* [Исходный текст]:
────────────────────

Когда кредиторы высылают счета, в них практически никогда не упоминаются «деньги», не смотря на то, что это собственно то, о чём они пишут. Существует множество различных иносказаний: «Мы будем признательны, если вы в скором времени уделите внимание этому вопросу», «Можем ли мы рассчитывать на снятие обвинений?», «Имеется остаток в нашу сторону, который вы, вероятно, сочтёте нужным прояснить». Помимо этого, мы спрашиваем консьержей или работников автозаправки, где находится «уборная» или «комната отдыха», когда мы не собираемся поправлять убор или отдыхать. Будучи в вежливой компании, невозможно сказать, для чего используется «комната отдыха», без обращения к медицинскому словарю. Слово «умер» также стараются употреблять реже, и заменяют его такими выражениями, как: «отошёл в мир иной», «отправился на небеса», и т. д. В каждом языке есть длинный список избегаемых слов, аффективные коннотации которых настолько неприятны или нежелательны, что люди не могут их сказать, даже когда это нужно.
Слова, относящиеся к физиологии и сексу – даже в едва значительной степени – имеют поразительные аффективные коннотации в Американской культуре. Женщины в предыдущем веке не могли заставить себя сказать «грудь» или «ножка» – даже если речь шла о курице – и поэтому употреблялись слова «белое мясо» и «тёмное мясо». Считалось бестактным говорить “go to bed” («ложиться спать»; дословно – «идти в кровать»), и вместо этого говорили “retire” («удаляться», «уединяться»). Такие вербальные табу – многочисленны и сложны, особенно сегодня на радио. Учёные и врачи, которых просили поучаствовать в радиотрансляциях, отказывались, когда узнавали, что простые физиологические термины, такие как «желудок» и «кишечник» – запрещены к произнесению на некоторых станциях. Более того, есть некоторые хорошо известные слова, аффективные коннотации которых настолько сильны, что если бы их напечатали в этой книге, даже с целью научного анализа, её бы изъяли из всех средних школ и библиотек, а те, кто бы послал её по почте США, подверглись бы федеральному преследованию.
Тем не менее, у сильных вербальных табу есть социальная ценность. Когда мы очень сильно злимся и чувствуем, что хотим выразить наш гнев насилием, высказывание этих запретных слов даёт нам относительно безвредную вербальную замену выхода из себя и разноса мебели в щепки. То есть, они выполняют функцию отдушины в кризисные моменты жизни.

────────────────────

Записи из источника данных:
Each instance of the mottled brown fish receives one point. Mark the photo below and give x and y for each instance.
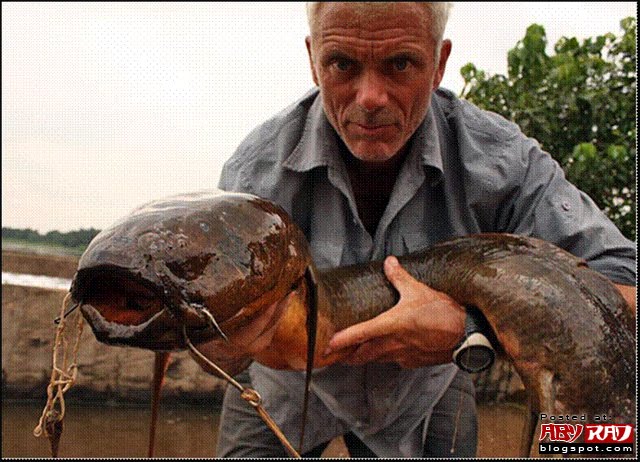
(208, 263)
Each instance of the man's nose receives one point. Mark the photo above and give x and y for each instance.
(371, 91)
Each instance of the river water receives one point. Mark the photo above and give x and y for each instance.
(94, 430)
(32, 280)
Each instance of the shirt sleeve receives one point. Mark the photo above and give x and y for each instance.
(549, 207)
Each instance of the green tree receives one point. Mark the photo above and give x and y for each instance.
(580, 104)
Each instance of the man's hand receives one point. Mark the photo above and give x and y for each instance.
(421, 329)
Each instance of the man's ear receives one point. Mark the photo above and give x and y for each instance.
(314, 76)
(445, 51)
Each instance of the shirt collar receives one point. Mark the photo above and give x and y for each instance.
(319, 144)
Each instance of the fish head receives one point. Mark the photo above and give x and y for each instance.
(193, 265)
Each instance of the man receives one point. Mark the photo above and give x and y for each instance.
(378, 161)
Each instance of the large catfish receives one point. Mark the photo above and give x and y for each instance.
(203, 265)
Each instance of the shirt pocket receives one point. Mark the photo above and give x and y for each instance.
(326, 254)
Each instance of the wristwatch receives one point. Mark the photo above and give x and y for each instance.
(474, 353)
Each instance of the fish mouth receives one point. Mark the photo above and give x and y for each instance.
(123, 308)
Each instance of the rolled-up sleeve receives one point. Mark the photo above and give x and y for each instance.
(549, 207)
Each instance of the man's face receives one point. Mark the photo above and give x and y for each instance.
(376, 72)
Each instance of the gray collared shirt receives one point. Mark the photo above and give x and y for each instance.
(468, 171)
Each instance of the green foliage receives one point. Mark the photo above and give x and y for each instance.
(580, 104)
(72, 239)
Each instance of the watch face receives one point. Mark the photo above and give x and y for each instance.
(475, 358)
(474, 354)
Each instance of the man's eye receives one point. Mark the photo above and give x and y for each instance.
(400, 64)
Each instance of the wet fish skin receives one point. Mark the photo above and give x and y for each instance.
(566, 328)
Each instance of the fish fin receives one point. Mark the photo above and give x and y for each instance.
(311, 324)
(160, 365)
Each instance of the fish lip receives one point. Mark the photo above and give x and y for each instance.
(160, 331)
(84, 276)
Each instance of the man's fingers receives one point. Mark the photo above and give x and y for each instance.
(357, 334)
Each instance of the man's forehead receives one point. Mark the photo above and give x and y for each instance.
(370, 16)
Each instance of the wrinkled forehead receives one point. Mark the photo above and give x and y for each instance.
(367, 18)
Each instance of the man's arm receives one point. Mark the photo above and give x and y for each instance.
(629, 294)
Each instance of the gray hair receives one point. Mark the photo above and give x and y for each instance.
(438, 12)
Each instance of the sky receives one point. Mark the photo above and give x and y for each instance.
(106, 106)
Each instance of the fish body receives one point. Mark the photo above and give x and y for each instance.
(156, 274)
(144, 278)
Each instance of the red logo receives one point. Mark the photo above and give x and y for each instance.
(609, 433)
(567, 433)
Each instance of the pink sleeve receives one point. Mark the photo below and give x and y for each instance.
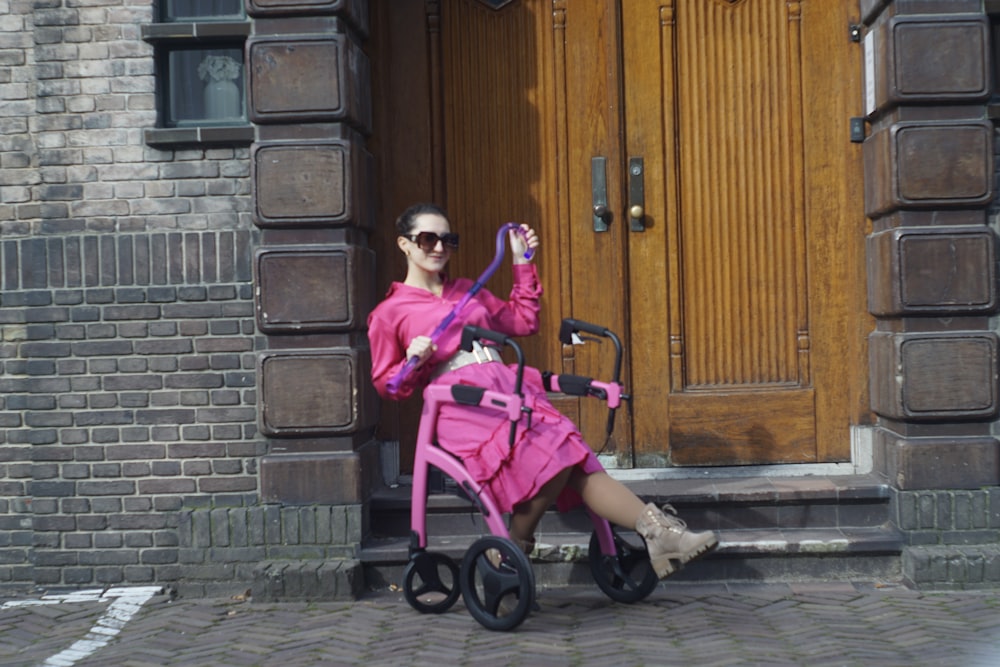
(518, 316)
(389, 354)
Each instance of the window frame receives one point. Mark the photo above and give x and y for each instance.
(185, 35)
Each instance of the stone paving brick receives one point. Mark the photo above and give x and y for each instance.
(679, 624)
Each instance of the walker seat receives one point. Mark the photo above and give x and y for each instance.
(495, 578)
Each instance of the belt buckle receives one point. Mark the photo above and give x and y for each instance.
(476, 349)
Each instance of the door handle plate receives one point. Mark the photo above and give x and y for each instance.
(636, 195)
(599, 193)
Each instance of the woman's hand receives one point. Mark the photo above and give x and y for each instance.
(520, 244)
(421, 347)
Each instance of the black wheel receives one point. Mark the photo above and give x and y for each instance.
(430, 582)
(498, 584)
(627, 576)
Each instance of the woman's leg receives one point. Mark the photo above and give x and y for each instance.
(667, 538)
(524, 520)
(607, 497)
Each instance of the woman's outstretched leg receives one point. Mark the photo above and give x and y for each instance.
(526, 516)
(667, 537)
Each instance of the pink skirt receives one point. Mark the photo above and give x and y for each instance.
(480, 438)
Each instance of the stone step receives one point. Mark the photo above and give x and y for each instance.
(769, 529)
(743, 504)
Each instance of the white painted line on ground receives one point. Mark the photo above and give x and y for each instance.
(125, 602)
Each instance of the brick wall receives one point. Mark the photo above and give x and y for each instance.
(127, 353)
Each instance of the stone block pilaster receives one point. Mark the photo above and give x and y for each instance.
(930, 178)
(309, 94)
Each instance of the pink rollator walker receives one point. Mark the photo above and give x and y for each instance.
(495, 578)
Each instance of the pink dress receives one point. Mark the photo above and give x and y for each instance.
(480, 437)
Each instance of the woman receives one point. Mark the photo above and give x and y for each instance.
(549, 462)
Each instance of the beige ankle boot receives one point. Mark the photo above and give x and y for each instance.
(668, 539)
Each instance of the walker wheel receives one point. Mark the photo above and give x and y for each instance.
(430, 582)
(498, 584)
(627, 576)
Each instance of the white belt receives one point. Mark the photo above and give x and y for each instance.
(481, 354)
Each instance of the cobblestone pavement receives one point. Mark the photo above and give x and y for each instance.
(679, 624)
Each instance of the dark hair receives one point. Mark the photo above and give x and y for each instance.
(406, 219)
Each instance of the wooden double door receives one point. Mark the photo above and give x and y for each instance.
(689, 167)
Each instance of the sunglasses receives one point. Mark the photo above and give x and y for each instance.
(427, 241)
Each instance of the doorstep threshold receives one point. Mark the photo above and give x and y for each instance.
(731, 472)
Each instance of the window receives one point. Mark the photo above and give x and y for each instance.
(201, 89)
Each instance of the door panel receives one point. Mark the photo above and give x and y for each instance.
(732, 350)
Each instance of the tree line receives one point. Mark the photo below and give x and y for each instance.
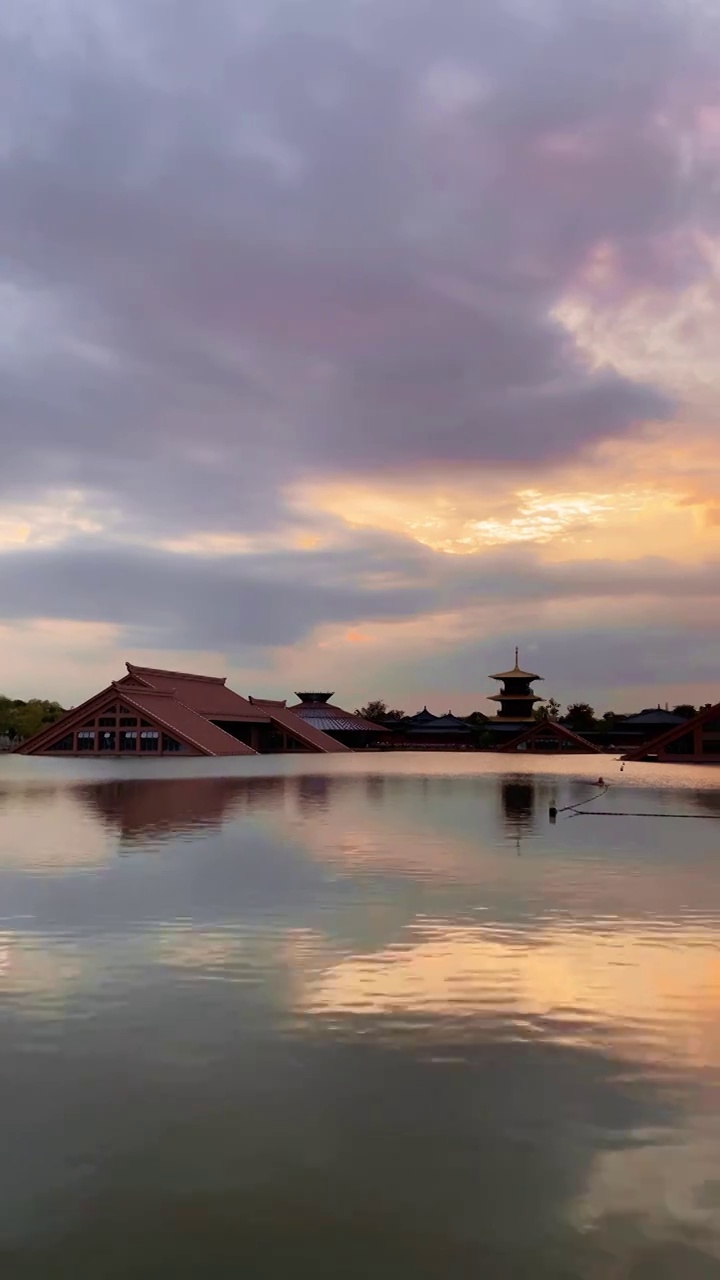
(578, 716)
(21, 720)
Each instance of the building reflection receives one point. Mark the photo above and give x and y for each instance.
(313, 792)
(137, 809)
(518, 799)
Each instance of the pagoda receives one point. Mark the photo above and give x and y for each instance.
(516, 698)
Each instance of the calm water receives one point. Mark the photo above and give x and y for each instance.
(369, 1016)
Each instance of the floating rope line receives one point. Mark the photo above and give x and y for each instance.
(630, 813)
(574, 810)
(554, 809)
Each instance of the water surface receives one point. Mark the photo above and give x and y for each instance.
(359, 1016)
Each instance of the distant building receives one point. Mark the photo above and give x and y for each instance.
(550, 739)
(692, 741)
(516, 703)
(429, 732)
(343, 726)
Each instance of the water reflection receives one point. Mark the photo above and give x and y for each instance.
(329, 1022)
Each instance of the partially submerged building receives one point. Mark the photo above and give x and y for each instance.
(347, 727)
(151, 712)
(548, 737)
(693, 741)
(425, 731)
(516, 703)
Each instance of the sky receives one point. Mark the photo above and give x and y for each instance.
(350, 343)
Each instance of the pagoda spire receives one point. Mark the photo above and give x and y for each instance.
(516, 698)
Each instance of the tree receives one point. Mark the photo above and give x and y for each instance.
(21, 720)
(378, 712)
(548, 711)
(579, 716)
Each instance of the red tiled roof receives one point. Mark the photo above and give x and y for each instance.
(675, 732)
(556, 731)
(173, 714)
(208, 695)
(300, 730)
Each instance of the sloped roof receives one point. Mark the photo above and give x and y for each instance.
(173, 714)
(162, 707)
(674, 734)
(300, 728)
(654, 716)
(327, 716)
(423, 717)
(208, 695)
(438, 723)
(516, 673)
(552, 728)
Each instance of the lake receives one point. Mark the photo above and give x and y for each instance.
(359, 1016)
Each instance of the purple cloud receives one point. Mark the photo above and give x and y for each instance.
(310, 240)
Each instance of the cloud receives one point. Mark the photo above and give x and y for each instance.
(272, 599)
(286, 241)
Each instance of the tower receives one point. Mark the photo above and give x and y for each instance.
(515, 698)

────────────────────

* [Условие задания]: Перепишите из текста о вербальных табу всё от слов «Тем не менее, у» и вниз до слов «кризисные моменты жизни.», заменив «отдушины» на «клапана». Записи для работы не понадобятся.

* [Ответ к заданию]:
Тем не менее, у сильных вербальных табу есть социальная ценность. Когда мы очень сильно злимся и чувствуем, что хотим выразить наш гнев насилием, высказывание этих запретных слов даёт нам относительно безвредную вербальную замену выхода из себя и разноса мебели в щепки. То есть, они выполняют функцию клапана в кризисные моменты жизни.